━━━━━ Dataset records ━━━━━

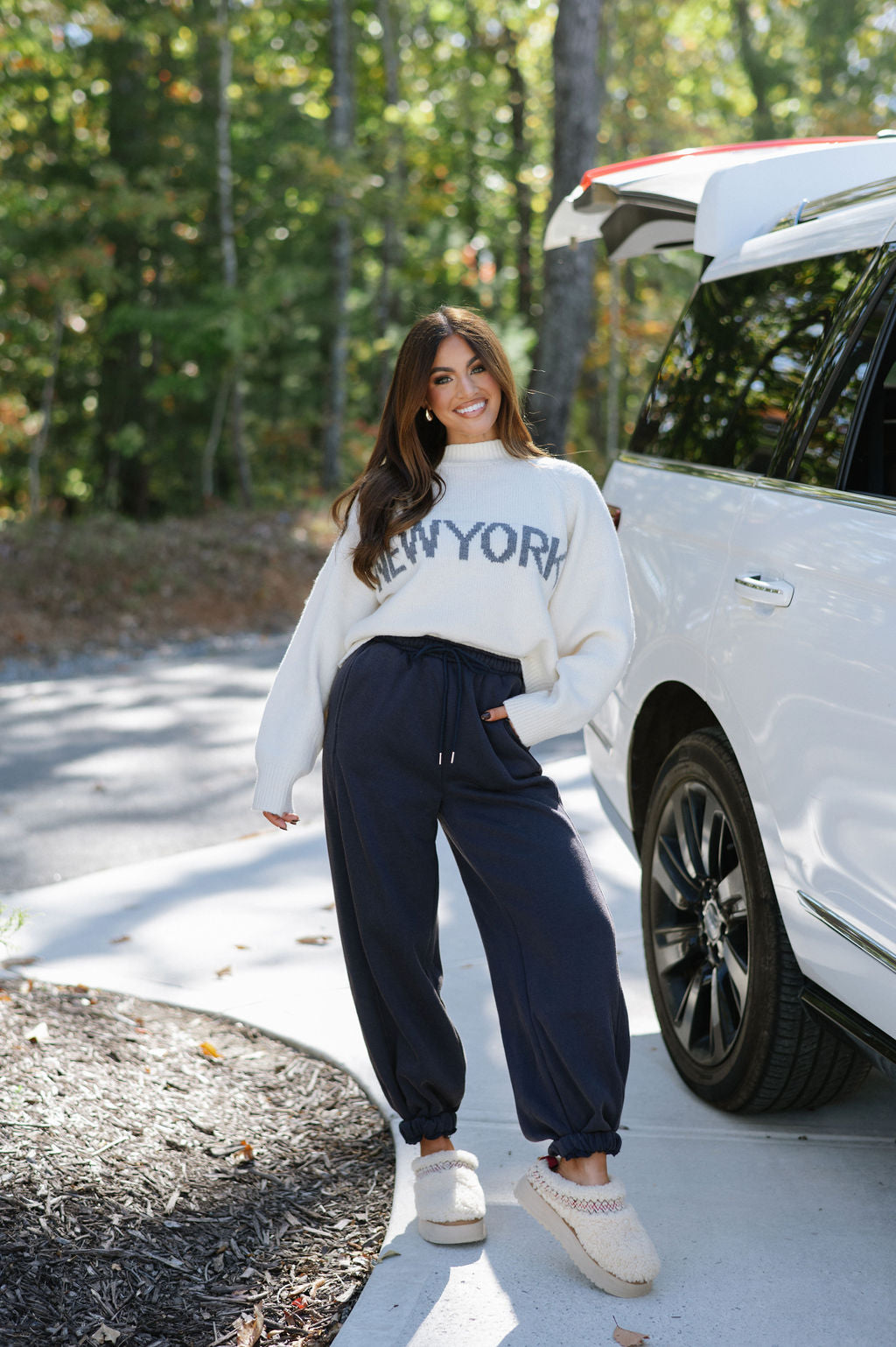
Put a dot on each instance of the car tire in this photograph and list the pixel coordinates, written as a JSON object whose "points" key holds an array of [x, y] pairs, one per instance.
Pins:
{"points": [[723, 972]]}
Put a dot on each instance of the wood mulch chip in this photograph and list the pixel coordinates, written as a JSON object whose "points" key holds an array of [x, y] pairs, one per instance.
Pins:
{"points": [[172, 1179]]}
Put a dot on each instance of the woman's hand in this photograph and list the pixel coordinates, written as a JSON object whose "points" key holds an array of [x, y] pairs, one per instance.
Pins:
{"points": [[281, 821]]}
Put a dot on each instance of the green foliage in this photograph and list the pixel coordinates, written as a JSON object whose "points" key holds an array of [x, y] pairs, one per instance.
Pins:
{"points": [[109, 207]]}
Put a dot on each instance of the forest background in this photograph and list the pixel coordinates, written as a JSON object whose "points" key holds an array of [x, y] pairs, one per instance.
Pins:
{"points": [[219, 217]]}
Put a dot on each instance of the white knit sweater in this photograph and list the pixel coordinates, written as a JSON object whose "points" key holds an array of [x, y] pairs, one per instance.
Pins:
{"points": [[519, 557]]}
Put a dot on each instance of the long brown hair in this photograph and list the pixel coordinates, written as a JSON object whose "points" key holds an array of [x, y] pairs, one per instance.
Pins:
{"points": [[396, 488]]}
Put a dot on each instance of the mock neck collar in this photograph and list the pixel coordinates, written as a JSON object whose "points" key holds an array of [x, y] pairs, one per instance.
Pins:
{"points": [[484, 450]]}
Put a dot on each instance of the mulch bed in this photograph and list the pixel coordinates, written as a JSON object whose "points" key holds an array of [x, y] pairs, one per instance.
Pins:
{"points": [[172, 1179]]}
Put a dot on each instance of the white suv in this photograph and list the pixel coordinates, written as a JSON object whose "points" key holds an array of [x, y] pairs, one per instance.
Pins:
{"points": [[749, 752]]}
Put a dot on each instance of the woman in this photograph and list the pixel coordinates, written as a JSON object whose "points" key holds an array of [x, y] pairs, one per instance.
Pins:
{"points": [[474, 602]]}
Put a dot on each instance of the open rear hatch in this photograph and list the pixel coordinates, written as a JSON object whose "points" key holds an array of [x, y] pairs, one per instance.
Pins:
{"points": [[711, 199]]}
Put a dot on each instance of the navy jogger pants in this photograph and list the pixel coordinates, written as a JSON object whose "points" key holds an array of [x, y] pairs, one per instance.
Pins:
{"points": [[406, 749]]}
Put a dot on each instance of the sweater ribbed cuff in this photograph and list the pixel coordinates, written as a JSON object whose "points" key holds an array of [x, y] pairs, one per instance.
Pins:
{"points": [[274, 791], [533, 721]]}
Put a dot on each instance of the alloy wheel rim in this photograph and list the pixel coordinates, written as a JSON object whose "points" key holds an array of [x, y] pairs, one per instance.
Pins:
{"points": [[699, 923]]}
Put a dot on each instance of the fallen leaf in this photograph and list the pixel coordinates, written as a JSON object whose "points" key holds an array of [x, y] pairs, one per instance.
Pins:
{"points": [[249, 1331], [628, 1336]]}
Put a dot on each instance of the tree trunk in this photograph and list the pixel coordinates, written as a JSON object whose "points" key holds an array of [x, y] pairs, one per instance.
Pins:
{"points": [[758, 70], [340, 128], [122, 412], [214, 439], [394, 174], [228, 244], [39, 442], [568, 299], [522, 189]]}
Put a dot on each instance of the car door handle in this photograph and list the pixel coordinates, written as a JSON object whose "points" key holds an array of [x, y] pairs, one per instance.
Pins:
{"points": [[760, 590]]}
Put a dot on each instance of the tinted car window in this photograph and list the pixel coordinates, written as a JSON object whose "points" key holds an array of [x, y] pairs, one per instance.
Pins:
{"points": [[738, 360], [825, 444]]}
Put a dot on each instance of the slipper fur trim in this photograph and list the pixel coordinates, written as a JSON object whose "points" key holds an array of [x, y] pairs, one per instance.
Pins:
{"points": [[451, 1203], [596, 1226]]}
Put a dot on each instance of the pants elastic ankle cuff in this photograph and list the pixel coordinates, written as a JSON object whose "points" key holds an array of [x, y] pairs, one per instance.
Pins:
{"points": [[576, 1145], [418, 1129]]}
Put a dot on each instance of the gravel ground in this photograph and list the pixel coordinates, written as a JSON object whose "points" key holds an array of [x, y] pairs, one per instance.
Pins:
{"points": [[172, 1179]]}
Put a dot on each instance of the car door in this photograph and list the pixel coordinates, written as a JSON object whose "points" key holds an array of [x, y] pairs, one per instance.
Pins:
{"points": [[805, 654]]}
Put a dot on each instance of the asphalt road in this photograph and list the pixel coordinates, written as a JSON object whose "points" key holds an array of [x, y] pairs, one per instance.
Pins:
{"points": [[137, 759]]}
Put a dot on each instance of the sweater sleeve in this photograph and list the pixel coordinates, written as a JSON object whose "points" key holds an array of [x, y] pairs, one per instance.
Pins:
{"points": [[291, 729], [592, 620]]}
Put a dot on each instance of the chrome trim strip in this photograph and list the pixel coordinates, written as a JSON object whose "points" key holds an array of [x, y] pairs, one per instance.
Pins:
{"points": [[849, 932], [881, 504], [674, 465]]}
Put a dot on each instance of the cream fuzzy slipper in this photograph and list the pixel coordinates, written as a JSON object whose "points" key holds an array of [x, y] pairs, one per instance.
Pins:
{"points": [[451, 1203], [596, 1226]]}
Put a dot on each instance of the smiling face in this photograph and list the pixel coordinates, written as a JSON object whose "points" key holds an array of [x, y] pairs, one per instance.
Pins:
{"points": [[462, 394]]}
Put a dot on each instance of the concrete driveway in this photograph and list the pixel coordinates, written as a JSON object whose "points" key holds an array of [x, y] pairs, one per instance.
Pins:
{"points": [[775, 1230]]}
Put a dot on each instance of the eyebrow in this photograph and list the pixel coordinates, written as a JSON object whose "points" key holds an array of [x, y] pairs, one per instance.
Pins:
{"points": [[449, 369]]}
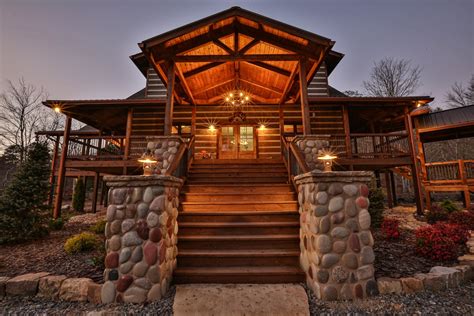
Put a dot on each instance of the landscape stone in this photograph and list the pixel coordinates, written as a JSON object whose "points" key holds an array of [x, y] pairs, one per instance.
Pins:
{"points": [[50, 285], [75, 289], [26, 284], [389, 286], [336, 204], [131, 239], [108, 292]]}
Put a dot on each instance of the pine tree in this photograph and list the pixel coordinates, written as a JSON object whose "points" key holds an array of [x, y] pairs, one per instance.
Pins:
{"points": [[79, 197], [23, 211]]}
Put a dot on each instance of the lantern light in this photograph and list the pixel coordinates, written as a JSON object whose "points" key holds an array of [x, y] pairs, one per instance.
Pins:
{"points": [[328, 160]]}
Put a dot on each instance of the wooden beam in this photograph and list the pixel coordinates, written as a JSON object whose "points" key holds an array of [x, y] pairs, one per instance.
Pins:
{"points": [[266, 66], [169, 99], [304, 98], [415, 169], [62, 169], [225, 58], [200, 69], [249, 46], [289, 84], [184, 84]]}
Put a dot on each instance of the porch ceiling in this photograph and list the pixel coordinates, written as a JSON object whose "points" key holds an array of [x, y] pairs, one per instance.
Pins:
{"points": [[236, 49]]}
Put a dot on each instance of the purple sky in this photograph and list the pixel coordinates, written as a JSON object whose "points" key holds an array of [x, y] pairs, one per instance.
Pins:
{"points": [[79, 49]]}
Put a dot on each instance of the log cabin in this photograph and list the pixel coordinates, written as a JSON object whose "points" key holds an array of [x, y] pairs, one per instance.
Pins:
{"points": [[240, 90]]}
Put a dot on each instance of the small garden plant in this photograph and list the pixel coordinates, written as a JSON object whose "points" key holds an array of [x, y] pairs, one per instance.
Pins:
{"points": [[82, 242]]}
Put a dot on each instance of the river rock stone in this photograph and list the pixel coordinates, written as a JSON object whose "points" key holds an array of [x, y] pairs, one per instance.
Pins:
{"points": [[74, 289], [142, 210], [367, 255], [131, 239], [137, 254], [324, 244], [350, 208], [124, 282], [339, 232], [107, 294], [322, 197], [112, 260], [350, 189], [364, 219], [134, 295], [350, 261], [127, 225], [336, 204], [339, 274], [329, 260], [50, 285]]}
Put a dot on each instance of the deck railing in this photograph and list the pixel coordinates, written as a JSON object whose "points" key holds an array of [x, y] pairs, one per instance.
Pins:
{"points": [[454, 172]]}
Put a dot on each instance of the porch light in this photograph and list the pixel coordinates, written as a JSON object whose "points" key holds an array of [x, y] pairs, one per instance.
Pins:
{"points": [[148, 162], [328, 160]]}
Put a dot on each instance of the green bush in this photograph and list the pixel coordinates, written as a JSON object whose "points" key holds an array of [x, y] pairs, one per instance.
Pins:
{"points": [[79, 196], [376, 206], [449, 206], [99, 227], [56, 224], [81, 242], [23, 211]]}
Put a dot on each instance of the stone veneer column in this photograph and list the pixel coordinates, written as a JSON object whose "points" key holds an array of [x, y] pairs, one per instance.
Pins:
{"points": [[141, 237], [335, 240]]}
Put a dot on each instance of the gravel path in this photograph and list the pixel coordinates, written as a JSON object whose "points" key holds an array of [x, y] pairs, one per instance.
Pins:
{"points": [[38, 306], [459, 301]]}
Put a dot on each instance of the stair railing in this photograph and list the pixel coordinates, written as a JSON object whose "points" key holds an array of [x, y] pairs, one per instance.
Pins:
{"points": [[183, 160], [293, 160]]}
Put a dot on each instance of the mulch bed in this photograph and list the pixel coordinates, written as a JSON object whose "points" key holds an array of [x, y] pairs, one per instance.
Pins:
{"points": [[48, 255]]}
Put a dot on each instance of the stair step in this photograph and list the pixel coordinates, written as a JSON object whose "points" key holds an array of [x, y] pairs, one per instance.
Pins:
{"points": [[249, 206], [271, 274]]}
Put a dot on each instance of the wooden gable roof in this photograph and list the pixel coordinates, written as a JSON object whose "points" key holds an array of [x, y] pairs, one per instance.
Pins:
{"points": [[232, 49]]}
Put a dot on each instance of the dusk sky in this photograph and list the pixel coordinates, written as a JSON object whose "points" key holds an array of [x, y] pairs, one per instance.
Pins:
{"points": [[79, 49]]}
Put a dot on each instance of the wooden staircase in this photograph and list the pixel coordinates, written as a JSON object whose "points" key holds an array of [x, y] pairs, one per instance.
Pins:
{"points": [[238, 224]]}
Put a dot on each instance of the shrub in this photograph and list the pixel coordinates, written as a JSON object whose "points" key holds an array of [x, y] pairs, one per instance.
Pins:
{"points": [[390, 228], [449, 206], [56, 224], [81, 242], [79, 196], [462, 218], [376, 206], [99, 227], [436, 214], [440, 241], [23, 211]]}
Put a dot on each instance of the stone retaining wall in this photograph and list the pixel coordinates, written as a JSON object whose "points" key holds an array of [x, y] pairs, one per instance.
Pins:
{"points": [[141, 237], [335, 240], [164, 149], [311, 147]]}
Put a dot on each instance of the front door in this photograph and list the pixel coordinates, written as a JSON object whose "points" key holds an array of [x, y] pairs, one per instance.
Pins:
{"points": [[237, 142]]}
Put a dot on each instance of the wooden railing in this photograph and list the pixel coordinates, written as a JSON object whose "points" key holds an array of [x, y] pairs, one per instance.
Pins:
{"points": [[293, 160], [450, 172]]}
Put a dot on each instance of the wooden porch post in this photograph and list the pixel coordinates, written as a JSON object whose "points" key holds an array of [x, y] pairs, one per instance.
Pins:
{"points": [[95, 192], [53, 171], [415, 169], [169, 99], [62, 169], [304, 98], [128, 133]]}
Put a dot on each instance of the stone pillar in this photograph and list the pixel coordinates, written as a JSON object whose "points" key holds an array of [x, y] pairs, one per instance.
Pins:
{"points": [[164, 149], [141, 237], [335, 238]]}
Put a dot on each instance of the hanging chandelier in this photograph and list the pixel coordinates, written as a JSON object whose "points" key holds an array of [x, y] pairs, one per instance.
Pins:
{"points": [[236, 99]]}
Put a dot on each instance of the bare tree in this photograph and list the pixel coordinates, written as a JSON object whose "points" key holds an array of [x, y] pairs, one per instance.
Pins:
{"points": [[459, 96], [393, 78], [22, 115]]}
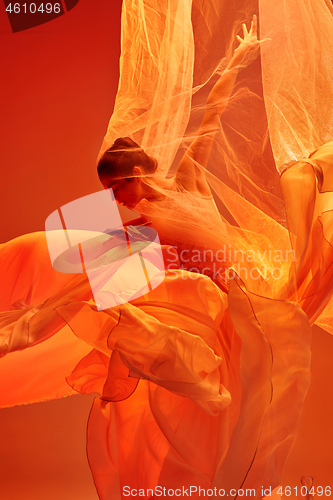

━━━━━

_Short problem_
List each line of the records above that contains the string "fuzzy", reproducing every such line in full.

_Solution to this exercise_
Put a dot on each instance of the cream fuzzy slipper in this photograph and list the pixel coordinates, written as a JSON object whose "points" key holds an array of [x, y] pairs, one per instance.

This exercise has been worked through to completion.